* START EXERCISE DATA *
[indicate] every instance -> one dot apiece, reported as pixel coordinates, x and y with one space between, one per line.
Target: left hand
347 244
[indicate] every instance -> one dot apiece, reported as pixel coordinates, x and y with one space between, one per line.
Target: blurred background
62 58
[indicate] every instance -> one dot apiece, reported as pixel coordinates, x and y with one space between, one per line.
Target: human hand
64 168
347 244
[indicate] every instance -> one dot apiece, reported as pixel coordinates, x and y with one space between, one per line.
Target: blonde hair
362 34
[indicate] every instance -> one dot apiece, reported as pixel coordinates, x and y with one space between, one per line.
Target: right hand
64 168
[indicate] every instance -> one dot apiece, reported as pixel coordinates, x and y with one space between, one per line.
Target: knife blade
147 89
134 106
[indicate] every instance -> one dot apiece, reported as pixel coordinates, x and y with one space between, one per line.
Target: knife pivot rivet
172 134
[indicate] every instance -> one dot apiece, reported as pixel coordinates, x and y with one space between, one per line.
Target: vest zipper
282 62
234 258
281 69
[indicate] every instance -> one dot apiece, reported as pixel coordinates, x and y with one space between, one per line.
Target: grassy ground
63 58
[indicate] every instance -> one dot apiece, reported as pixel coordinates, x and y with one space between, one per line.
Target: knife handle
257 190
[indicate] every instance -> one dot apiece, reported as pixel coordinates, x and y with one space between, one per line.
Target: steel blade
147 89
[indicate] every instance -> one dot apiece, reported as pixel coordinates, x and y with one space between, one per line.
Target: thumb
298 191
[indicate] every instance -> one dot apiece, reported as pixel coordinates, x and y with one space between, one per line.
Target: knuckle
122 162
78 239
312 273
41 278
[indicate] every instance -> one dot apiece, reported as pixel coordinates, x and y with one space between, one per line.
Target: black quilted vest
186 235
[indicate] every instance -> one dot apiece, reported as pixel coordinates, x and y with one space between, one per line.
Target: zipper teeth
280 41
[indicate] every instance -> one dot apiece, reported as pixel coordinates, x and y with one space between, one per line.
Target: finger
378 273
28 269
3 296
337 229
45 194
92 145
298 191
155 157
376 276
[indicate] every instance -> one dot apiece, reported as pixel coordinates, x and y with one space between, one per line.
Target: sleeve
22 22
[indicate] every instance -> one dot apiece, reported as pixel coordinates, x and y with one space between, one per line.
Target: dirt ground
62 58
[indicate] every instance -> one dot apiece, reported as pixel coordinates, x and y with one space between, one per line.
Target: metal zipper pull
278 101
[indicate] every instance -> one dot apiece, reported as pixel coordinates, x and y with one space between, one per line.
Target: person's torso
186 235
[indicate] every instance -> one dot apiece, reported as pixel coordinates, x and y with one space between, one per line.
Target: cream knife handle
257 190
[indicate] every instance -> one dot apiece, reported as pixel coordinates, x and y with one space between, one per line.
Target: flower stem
* END EXERCISE DATA *
* WORK REQUIRED *
Return each line from the data above that contains the word "knife". Case counts.

* TASK ANSWER *
Target: knife blade
Target: knife pivot rivet
Target: knife handle
Target: cream knife handle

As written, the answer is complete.